=== Problem ===
Exact copy, pictures excluded: please retype every record below.

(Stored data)
☆ ☆ ☆ ☆
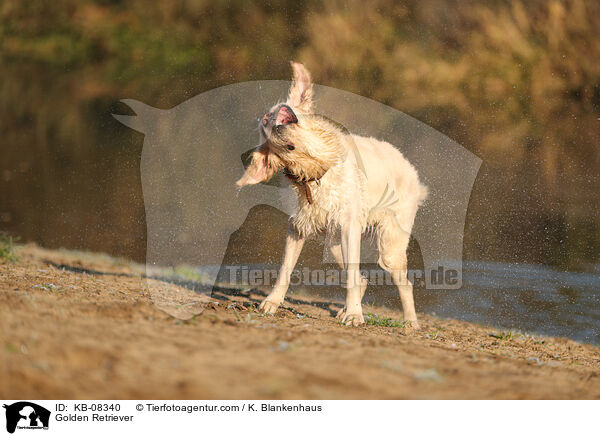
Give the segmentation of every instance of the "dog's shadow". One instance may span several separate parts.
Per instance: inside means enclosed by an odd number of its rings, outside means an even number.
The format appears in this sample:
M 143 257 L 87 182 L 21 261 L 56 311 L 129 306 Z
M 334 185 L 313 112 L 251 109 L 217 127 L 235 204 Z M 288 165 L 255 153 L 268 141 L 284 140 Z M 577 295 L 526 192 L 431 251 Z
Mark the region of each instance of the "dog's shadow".
M 229 238 L 227 249 L 223 256 L 216 280 L 216 283 L 221 284 L 220 286 L 170 276 L 141 274 L 141 277 L 175 285 L 193 291 L 196 294 L 210 295 L 215 300 L 233 302 L 233 299 L 235 298 L 237 299 L 236 303 L 243 304 L 245 307 L 258 307 L 262 302 L 262 299 L 267 295 L 263 290 L 249 288 L 249 286 L 246 290 L 240 290 L 239 283 L 232 283 L 231 287 L 227 287 L 223 284 L 230 283 L 229 275 L 231 267 L 249 266 L 251 268 L 254 266 L 254 268 L 257 268 L 258 265 L 260 269 L 263 270 L 269 269 L 278 271 L 283 257 L 288 224 L 289 216 L 276 208 L 267 205 L 258 205 L 250 209 L 244 223 L 238 230 L 233 232 Z M 323 263 L 323 239 L 317 238 L 306 241 L 304 249 L 298 259 L 297 269 L 323 269 L 325 265 Z M 418 246 L 415 247 L 415 245 L 416 244 L 413 244 L 412 250 L 409 249 L 409 257 L 416 258 L 418 256 L 420 258 Z M 413 252 L 412 255 L 410 254 L 411 252 Z M 139 274 L 134 273 L 99 271 L 66 263 L 57 263 L 49 259 L 45 259 L 44 262 L 55 268 L 80 274 L 113 277 L 140 277 Z M 338 269 L 336 264 L 327 264 L 327 268 Z M 269 286 L 272 285 L 272 283 L 264 283 L 264 285 Z M 322 290 L 319 289 L 314 292 L 314 295 L 319 296 L 320 300 L 329 301 L 314 301 L 311 296 L 303 298 L 298 295 L 293 295 L 294 286 L 291 286 L 290 289 L 292 295 L 288 293 L 285 301 L 292 306 L 313 306 L 328 312 L 331 316 L 336 316 L 339 309 L 343 307 L 343 303 L 341 301 L 336 301 L 335 299 L 330 299 L 330 296 L 335 298 L 341 297 L 343 296 L 344 291 L 339 286 L 330 288 L 325 289 L 325 287 L 323 287 Z M 312 291 L 313 289 L 309 289 L 309 293 L 312 293 Z M 321 298 L 324 293 L 327 296 Z M 239 301 L 240 299 L 241 301 Z M 308 316 L 305 313 L 297 312 L 290 306 L 284 305 L 283 308 L 295 314 Z
M 234 250 L 235 251 L 235 250 Z M 236 302 L 237 304 L 241 304 L 244 307 L 256 308 L 262 302 L 263 298 L 267 296 L 266 292 L 261 291 L 257 288 L 251 288 L 247 290 L 240 290 L 235 288 L 228 288 L 224 286 L 217 285 L 207 285 L 205 283 L 201 283 L 194 280 L 184 280 L 176 277 L 167 277 L 167 276 L 156 276 L 156 275 L 147 275 L 147 274 L 134 274 L 134 273 L 123 273 L 123 272 L 111 272 L 111 271 L 100 271 L 93 268 L 84 268 L 80 266 L 69 265 L 67 263 L 58 263 L 50 259 L 43 259 L 43 262 L 46 265 L 50 265 L 54 268 L 57 268 L 62 271 L 69 271 L 77 274 L 88 274 L 93 276 L 111 276 L 111 277 L 142 277 L 144 279 L 156 280 L 165 284 L 175 285 L 198 294 L 209 294 L 211 298 L 218 301 L 223 302 Z M 258 296 L 259 298 L 257 298 Z M 241 301 L 240 301 L 241 300 Z M 337 311 L 342 307 L 342 304 L 339 302 L 321 302 L 321 301 L 312 301 L 309 299 L 303 299 L 301 297 L 293 297 L 287 296 L 286 302 L 291 305 L 310 305 L 313 307 L 317 307 L 329 312 L 330 315 L 335 316 Z M 303 317 L 312 318 L 310 315 L 306 313 L 302 313 L 292 307 L 286 306 L 282 307 L 282 309 L 288 310 L 294 315 L 302 315 Z

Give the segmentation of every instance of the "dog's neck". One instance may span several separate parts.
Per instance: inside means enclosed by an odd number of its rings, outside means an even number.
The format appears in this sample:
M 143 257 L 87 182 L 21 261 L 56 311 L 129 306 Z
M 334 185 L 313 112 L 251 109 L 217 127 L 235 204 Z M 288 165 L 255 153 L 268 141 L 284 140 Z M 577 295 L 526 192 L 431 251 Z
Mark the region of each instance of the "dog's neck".
M 309 204 L 312 204 L 310 183 L 319 184 L 321 178 L 330 169 L 345 159 L 343 137 L 343 134 L 335 129 L 322 130 L 316 140 L 314 137 L 309 137 L 303 144 L 307 149 L 305 152 L 296 153 L 293 160 L 284 161 L 283 173 L 294 184 L 304 188 Z
M 297 165 L 286 165 L 283 168 L 283 174 L 293 182 L 313 182 L 320 180 L 329 168 L 313 167 L 310 170 L 299 168 Z
M 306 200 L 308 201 L 308 204 L 312 204 L 313 203 L 313 197 L 312 197 L 312 190 L 310 188 L 309 183 L 310 182 L 317 182 L 317 185 L 320 184 L 320 180 L 321 177 L 323 177 L 324 174 L 322 174 L 319 177 L 311 177 L 310 179 L 305 179 L 305 178 L 301 178 L 300 176 L 295 175 L 294 173 L 290 172 L 290 170 L 288 169 L 288 167 L 285 167 L 283 169 L 283 174 L 292 181 L 292 183 L 295 183 L 296 185 L 302 186 L 304 188 L 304 194 L 306 195 Z
M 296 156 L 294 160 L 284 162 L 284 173 L 290 179 L 314 181 L 319 180 L 329 169 L 340 161 L 340 152 L 325 154 L 316 158 L 307 154 Z
M 331 164 L 311 159 L 310 165 L 301 165 L 298 161 L 289 163 L 283 169 L 283 174 L 294 184 L 302 188 L 308 204 L 313 203 L 311 182 L 320 184 L 321 178 L 329 170 Z M 300 194 L 301 195 L 301 194 Z

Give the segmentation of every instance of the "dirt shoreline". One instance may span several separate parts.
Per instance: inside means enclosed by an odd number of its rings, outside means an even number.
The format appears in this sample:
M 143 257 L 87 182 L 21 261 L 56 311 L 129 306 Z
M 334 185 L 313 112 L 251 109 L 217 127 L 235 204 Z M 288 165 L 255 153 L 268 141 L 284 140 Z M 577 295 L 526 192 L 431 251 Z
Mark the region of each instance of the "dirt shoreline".
M 428 315 L 419 332 L 345 327 L 337 302 L 301 295 L 263 317 L 254 291 L 218 292 L 181 321 L 126 261 L 17 255 L 0 263 L 4 399 L 600 398 L 600 348 L 568 339 Z

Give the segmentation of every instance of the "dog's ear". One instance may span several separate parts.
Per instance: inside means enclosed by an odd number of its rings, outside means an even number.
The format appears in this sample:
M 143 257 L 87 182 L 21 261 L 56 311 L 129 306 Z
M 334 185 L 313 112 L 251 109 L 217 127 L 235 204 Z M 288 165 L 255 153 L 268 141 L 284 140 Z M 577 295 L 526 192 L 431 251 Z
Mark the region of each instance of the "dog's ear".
☆ ☆ ☆ ☆
=== Task result ===
Give the segmentation of every instance of the "dog's shadow". One instance may span several separate parts.
Per instance: inside means enclosed by an odd number of its rings, outside means an even number.
The format appears in this sample:
M 143 257 L 87 182 L 21 261 L 56 311 L 129 306 Z
M 334 185 L 313 112 L 251 109 L 217 127 L 235 204 Z M 288 165 L 255 153 L 268 141 L 284 140 Z M 577 295 L 526 192 L 431 251 Z
Mark the region of each instance of the "dog's shadow".
M 229 238 L 227 249 L 223 256 L 216 280 L 216 283 L 221 284 L 220 286 L 170 276 L 141 274 L 141 277 L 175 285 L 193 291 L 196 294 L 210 295 L 215 300 L 233 302 L 233 299 L 235 298 L 237 299 L 236 303 L 243 304 L 245 307 L 258 307 L 262 302 L 262 299 L 267 295 L 263 290 L 249 288 L 249 286 L 246 290 L 240 290 L 239 283 L 232 283 L 231 287 L 227 287 L 223 284 L 230 283 L 229 275 L 231 267 L 249 266 L 251 268 L 254 266 L 254 268 L 257 268 L 258 265 L 260 269 L 263 270 L 269 269 L 278 271 L 283 257 L 288 224 L 289 216 L 276 208 L 267 205 L 258 205 L 250 209 L 244 223 L 238 230 L 233 232 Z M 323 263 L 323 239 L 317 238 L 306 241 L 304 249 L 298 259 L 297 269 L 323 269 L 325 265 Z M 418 246 L 415 247 L 415 245 L 416 244 L 413 244 L 412 250 L 409 249 L 409 257 L 416 258 L 418 256 L 420 258 Z M 413 252 L 412 255 L 410 254 L 411 252 Z M 139 274 L 134 273 L 99 271 L 66 263 L 57 263 L 49 259 L 45 259 L 44 262 L 55 268 L 80 274 L 113 277 L 140 277 Z M 338 269 L 336 264 L 327 264 L 327 268 Z M 269 286 L 272 285 L 272 283 L 264 283 L 264 285 Z M 322 290 L 319 289 L 314 292 L 314 295 L 319 296 L 320 300 L 329 301 L 314 301 L 311 296 L 303 298 L 298 295 L 293 295 L 294 286 L 291 286 L 290 289 L 292 295 L 288 293 L 285 301 L 292 306 L 313 306 L 328 312 L 331 316 L 336 316 L 339 309 L 343 307 L 343 303 L 341 301 L 336 301 L 335 299 L 330 299 L 330 296 L 335 298 L 341 297 L 343 296 L 344 291 L 339 286 L 330 288 L 325 289 L 325 287 L 323 287 Z M 312 291 L 313 289 L 309 289 L 309 293 L 312 293 Z M 321 298 L 324 293 L 327 296 Z M 239 301 L 240 299 L 241 301 Z M 308 316 L 305 313 L 297 312 L 290 306 L 284 305 L 283 308 L 295 314 Z
M 234 250 L 235 251 L 235 250 Z M 236 302 L 237 304 L 241 304 L 244 307 L 256 308 L 262 302 L 263 298 L 267 296 L 266 292 L 261 291 L 257 288 L 251 288 L 247 290 L 240 290 L 235 288 L 228 288 L 224 286 L 217 285 L 207 285 L 205 283 L 201 283 L 194 280 L 184 280 L 176 277 L 167 277 L 167 276 L 156 276 L 156 275 L 147 275 L 147 274 L 134 274 L 134 273 L 123 273 L 123 272 L 111 272 L 111 271 L 100 271 L 93 268 L 84 268 L 80 266 L 69 265 L 67 263 L 58 263 L 50 259 L 43 259 L 43 262 L 46 265 L 50 265 L 54 268 L 57 268 L 62 271 L 69 271 L 77 274 L 88 274 L 93 276 L 111 276 L 111 277 L 142 277 L 144 279 L 156 280 L 165 284 L 175 285 L 198 294 L 209 294 L 211 298 L 218 301 L 223 302 Z M 258 296 L 259 298 L 257 298 Z M 241 301 L 240 301 L 241 300 Z M 337 311 L 342 307 L 342 304 L 339 302 L 321 302 L 321 301 L 312 301 L 309 299 L 303 299 L 301 297 L 293 297 L 287 296 L 286 302 L 291 305 L 310 305 L 313 307 L 317 307 L 329 312 L 330 315 L 335 316 Z M 303 317 L 312 318 L 310 315 L 306 313 L 302 313 L 292 307 L 286 306 L 282 307 L 282 309 L 288 310 L 294 315 L 302 315 Z

Give the segmentation of every instance of the "dog's neck". One instance may span several separate parts.
Per instance: inside means enclosed by an odd number of its rings, outside means an even number.
The format appears in this sample:
M 143 257 L 87 182 L 21 261 L 56 311 L 129 306 Z
M 334 185 L 313 112 L 251 109 L 217 127 L 235 204 Z M 288 165 L 255 153 L 268 141 L 284 140 Z M 577 295 L 526 192 L 431 251 Z
Mark the region of each instance of the "dog's neck".
M 309 204 L 312 204 L 310 183 L 319 184 L 321 178 L 330 169 L 345 159 L 343 137 L 343 134 L 335 129 L 322 130 L 316 140 L 314 137 L 309 137 L 303 144 L 307 149 L 305 152 L 296 153 L 293 160 L 284 161 L 283 173 L 294 184 L 304 188 Z
M 297 165 L 286 165 L 283 168 L 283 174 L 293 182 L 313 182 L 320 180 L 329 168 L 313 167 L 310 170 L 299 168 Z
M 306 200 L 308 201 L 308 204 L 312 204 L 313 203 L 313 197 L 312 197 L 312 190 L 310 188 L 309 183 L 310 182 L 317 182 L 317 185 L 320 184 L 320 180 L 321 177 L 323 177 L 324 174 L 322 174 L 319 177 L 311 177 L 310 179 L 305 179 L 305 178 L 301 178 L 300 176 L 295 175 L 294 173 L 290 172 L 290 170 L 288 169 L 288 167 L 285 167 L 283 169 L 283 174 L 292 181 L 292 183 L 295 183 L 296 185 L 302 186 L 304 188 L 304 194 L 306 195 Z
M 296 156 L 294 160 L 284 162 L 284 173 L 290 179 L 314 181 L 319 180 L 329 169 L 340 161 L 340 152 L 325 154 L 316 158 L 307 154 Z
M 331 164 L 311 159 L 310 165 L 301 165 L 298 161 L 289 163 L 283 169 L 283 174 L 294 184 L 302 188 L 308 204 L 313 203 L 311 182 L 320 184 L 321 178 L 329 170 Z M 300 194 L 301 195 L 301 194 Z

Give the segmentation of every instance of the "dirt shoreline". One instance may span several separate parts.
Per instance: inside means enclosed by an odd number of its rings, outside means an even number.
The format appears in this sample:
M 143 257 L 87 182 L 21 261 L 56 311 L 129 306 Z
M 334 185 L 313 112 L 251 109 L 217 127 L 235 204 Z M 288 165 L 255 153 L 268 141 L 284 140 Z M 577 295 L 526 192 L 431 251 Z
Mark the region of each instance of the "dirt shoreline".
M 428 315 L 419 332 L 345 327 L 337 302 L 301 295 L 263 317 L 254 291 L 218 292 L 181 321 L 126 261 L 17 255 L 0 263 L 4 399 L 600 398 L 600 348 L 568 339 Z

Give the segmentation of every instance of the "dog's ear". One instance may span several separate parts.
Per instance: inside means enclosed by an odd number of its rings, outside means an even number.
The format appears in this sample:
M 143 257 L 87 182 L 21 261 L 56 311 L 129 306 Z
M 334 185 L 313 112 L 251 109 L 217 127 L 235 204 Z M 288 165 L 255 153 L 268 141 L 284 140 Z M 577 295 L 526 192 L 431 251 Z
Mark the region of each instance of the "dog's ear".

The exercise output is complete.